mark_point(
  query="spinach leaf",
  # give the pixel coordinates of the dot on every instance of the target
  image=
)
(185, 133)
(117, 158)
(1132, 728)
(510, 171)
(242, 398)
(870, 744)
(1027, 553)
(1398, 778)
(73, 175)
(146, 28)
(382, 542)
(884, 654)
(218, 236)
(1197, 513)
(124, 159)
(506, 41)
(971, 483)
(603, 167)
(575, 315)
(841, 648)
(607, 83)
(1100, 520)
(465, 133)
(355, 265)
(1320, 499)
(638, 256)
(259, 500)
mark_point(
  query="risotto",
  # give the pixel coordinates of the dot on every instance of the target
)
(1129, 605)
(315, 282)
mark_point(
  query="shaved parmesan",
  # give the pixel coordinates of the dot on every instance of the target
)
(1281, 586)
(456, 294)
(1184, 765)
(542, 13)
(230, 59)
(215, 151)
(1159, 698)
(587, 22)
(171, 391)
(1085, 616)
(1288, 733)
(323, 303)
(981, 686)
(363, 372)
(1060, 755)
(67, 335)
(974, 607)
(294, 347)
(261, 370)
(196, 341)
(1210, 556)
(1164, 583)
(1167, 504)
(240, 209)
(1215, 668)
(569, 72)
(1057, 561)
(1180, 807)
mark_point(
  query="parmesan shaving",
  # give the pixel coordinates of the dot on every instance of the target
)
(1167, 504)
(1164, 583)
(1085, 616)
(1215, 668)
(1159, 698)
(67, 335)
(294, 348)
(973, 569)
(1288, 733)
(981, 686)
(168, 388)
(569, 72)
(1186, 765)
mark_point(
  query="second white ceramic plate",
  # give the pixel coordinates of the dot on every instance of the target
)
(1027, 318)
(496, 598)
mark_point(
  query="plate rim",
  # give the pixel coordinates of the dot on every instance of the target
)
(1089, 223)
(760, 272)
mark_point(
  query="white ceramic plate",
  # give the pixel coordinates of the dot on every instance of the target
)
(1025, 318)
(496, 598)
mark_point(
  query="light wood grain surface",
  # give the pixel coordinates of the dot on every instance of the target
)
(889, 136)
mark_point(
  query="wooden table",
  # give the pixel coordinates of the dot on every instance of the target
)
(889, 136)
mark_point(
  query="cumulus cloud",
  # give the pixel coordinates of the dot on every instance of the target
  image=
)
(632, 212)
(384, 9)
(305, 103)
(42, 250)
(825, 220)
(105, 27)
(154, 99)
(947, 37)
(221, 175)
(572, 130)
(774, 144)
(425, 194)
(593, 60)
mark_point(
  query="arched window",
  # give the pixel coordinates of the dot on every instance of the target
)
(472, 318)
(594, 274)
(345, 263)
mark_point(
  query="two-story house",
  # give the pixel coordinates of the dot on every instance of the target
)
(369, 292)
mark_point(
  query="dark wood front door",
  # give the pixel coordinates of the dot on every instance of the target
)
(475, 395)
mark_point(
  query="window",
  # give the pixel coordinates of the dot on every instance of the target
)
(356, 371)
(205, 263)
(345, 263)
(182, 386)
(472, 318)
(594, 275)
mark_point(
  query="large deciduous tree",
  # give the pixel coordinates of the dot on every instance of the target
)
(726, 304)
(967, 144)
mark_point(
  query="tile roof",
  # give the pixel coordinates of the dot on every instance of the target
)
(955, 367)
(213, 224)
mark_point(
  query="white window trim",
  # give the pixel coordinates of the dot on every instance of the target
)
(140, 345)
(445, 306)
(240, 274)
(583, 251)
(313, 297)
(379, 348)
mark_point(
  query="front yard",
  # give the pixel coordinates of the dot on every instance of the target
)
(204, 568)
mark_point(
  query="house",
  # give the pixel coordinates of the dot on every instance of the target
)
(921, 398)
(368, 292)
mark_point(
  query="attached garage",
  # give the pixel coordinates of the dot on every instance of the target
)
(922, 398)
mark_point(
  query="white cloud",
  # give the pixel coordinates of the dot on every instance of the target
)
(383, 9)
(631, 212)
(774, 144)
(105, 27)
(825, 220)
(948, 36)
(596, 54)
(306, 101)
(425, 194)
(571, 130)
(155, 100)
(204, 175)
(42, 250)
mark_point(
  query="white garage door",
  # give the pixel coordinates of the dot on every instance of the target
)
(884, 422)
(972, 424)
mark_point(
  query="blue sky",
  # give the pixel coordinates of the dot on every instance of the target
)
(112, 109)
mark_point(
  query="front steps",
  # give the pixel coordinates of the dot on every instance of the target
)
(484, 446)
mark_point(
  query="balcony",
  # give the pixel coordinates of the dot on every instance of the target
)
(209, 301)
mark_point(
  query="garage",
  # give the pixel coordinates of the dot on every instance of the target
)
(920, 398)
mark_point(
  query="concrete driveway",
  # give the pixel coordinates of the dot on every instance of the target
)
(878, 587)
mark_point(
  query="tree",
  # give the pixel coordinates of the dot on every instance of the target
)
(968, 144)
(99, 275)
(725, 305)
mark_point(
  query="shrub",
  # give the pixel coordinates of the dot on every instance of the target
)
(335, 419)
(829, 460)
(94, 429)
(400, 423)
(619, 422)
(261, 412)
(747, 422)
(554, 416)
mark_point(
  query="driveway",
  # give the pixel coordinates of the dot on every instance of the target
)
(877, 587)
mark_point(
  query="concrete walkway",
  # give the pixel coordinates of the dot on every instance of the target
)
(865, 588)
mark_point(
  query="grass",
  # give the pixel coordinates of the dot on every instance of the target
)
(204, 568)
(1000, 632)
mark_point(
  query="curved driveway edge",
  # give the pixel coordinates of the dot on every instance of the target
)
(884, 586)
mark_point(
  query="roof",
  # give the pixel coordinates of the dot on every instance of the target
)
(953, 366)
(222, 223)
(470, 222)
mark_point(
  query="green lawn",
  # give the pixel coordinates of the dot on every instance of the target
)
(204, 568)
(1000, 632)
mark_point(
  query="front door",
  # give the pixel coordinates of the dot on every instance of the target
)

§ THE REQUEST:
Write out the entries in full, exactly as given.

§ ANSWER TO THIS PROBLEM:
mark_point(
  query="spinach leaf",
  # give the pixel coordinates of the dot on every instance of the target
  image=
)
(185, 133)
(117, 158)
(1132, 728)
(510, 171)
(242, 398)
(870, 744)
(1027, 553)
(1398, 778)
(73, 175)
(146, 28)
(382, 542)
(884, 654)
(218, 236)
(1197, 513)
(124, 159)
(506, 41)
(971, 483)
(603, 167)
(575, 315)
(841, 648)
(607, 83)
(1100, 520)
(465, 133)
(355, 265)
(1320, 499)
(638, 256)
(259, 500)
mark_point(
  query="risotto",
  # give the pixel coordinates of the dot on every instance of the target
)
(1129, 605)
(315, 282)
mark_point(
  query="shaved parmesan",
  # give the pixel coordinates of the dot on every instance of the target
)
(1281, 586)
(456, 294)
(1184, 765)
(542, 13)
(230, 59)
(215, 151)
(1159, 698)
(587, 22)
(171, 391)
(1085, 616)
(1288, 733)
(323, 303)
(981, 686)
(363, 372)
(1060, 755)
(67, 335)
(974, 607)
(294, 347)
(261, 370)
(196, 341)
(1210, 556)
(1164, 583)
(1167, 504)
(240, 209)
(1215, 668)
(569, 72)
(1057, 561)
(1180, 807)
mark_point(
  query="parmesan shaving",
  # give the pixel coordinates of the dot on every instance of the target
)
(1167, 504)
(1164, 583)
(1085, 616)
(1215, 668)
(1159, 698)
(67, 335)
(294, 348)
(973, 569)
(1288, 733)
(981, 686)
(168, 388)
(569, 72)
(1186, 765)
mark_point(
  query="second white ceramic plate",
  # give the pixel coordinates of the dot on every instance of the target
)
(1027, 318)
(496, 598)
mark_point(
  query="plate rim",
  # give the pixel coordinates of the dot on every instance of the target
)
(1089, 223)
(760, 272)
mark_point(
  query="white ceramic plate",
  # give the pixel coordinates of the dot on every instance of the target
)
(1025, 318)
(496, 598)
mark_point(
  query="light wood grain surface",
  # give the pixel coordinates of the dot on every instance of the target
)
(889, 136)
mark_point(
  query="wooden table",
  # give the pixel coordinates of the dot on every instance of the target
)
(889, 136)
mark_point(
  query="cumulus cloud",
  # give the pixel coordinates of the dot on every instance of the target
  image=
)
(632, 212)
(384, 9)
(305, 103)
(42, 250)
(825, 220)
(105, 27)
(154, 99)
(947, 37)
(221, 175)
(572, 130)
(774, 144)
(425, 194)
(593, 60)
mark_point(
  query="arched window",
  # give the pixel coordinates of the dot on every instance of the target
)
(472, 318)
(594, 274)
(345, 263)
mark_point(
  query="two-story house",
  # give the pixel coordinates of the dot on every instance of the target
)
(369, 292)
mark_point(
  query="dark wood front door",
  # give the pixel coordinates of the dot on every instance of the target
)
(475, 395)
mark_point(
  query="window",
  # give the pixel coordinates of the dot on every instance of the target
)
(356, 371)
(205, 263)
(345, 263)
(182, 386)
(472, 318)
(594, 275)
mark_point(
  query="large deciduous tree",
  # give the pixel coordinates of the dot on every instance of the target
)
(726, 304)
(967, 144)
mark_point(
  query="tile roof",
  # give the pixel coordinates of the dot on every instance of the target
)
(955, 367)
(213, 224)
mark_point(
  query="white window trim",
  # give the pixel coordinates of the dot on every instance of the target
)
(140, 345)
(445, 306)
(240, 274)
(583, 251)
(313, 297)
(379, 348)
mark_point(
  query="front yard",
  # give the pixel coordinates of the dot on every instance of the target
)
(204, 568)
mark_point(
  query="house",
  # give the pixel coordinates of the dot on every instance of the target
)
(921, 398)
(368, 292)
mark_point(
  query="attached garage",
  # give the pixel coordinates of the dot on every instance of the target
)
(922, 398)
mark_point(
  query="white cloud",
  # give the pixel coordinates of the dot on every instance of the target
)
(383, 9)
(631, 212)
(774, 144)
(105, 27)
(825, 220)
(948, 36)
(596, 54)
(306, 101)
(425, 194)
(571, 130)
(155, 100)
(204, 175)
(42, 250)
mark_point(
  query="white garage door",
  # give the pixel coordinates of the dot on every instance of the target
)
(884, 422)
(972, 424)
mark_point(
  query="blue sky",
  # give the pixel coordinates of the dot on every instance of the target
)
(112, 109)
mark_point(
  query="front steps",
  # give the pixel coordinates of the dot on every instance of the target
)
(484, 446)
mark_point(
  query="balcony",
  # give the pixel coordinates of the dot on every instance of the target
)
(209, 301)
mark_point(
  query="garage",
  # give the pixel coordinates of the dot on every instance of the target
)
(920, 398)
mark_point(
  query="concrete driveway",
  # give the pixel coordinates of the dot on every instance of the target
)
(878, 587)
mark_point(
  query="tree",
  # give the pixel coordinates of the dot on every instance of the target
)
(968, 144)
(99, 275)
(725, 305)
mark_point(
  query="shrub",
  # give the pixel coordinates of the dot on every instance of the target
)
(335, 419)
(829, 460)
(94, 429)
(400, 423)
(619, 422)
(261, 412)
(747, 422)
(554, 416)
mark_point(
  query="driveway",
  # give the pixel coordinates of the dot on every instance of the target
)
(877, 587)
mark_point(
  query="concrete walkway",
  # give the pixel coordinates of the dot on every instance of the target
)
(865, 588)
mark_point(
  query="grass",
  # give the pixel coordinates of the dot on every instance of the target
)
(204, 568)
(1000, 632)
mark_point(
  query="curved driveway edge",
  # give the pixel coordinates of the dot on every instance of the target
)
(884, 586)
mark_point(
  query="roof",
  # give the pixel coordinates of the dot on every instance of the target
)
(953, 366)
(222, 223)
(470, 222)
mark_point(
  query="green lawn",
  # give the pixel coordinates of the dot on every instance of the target
)
(204, 568)
(1000, 632)
mark_point(
  query="front door",
  # give the pixel coordinates of the dot on every instance of the target
)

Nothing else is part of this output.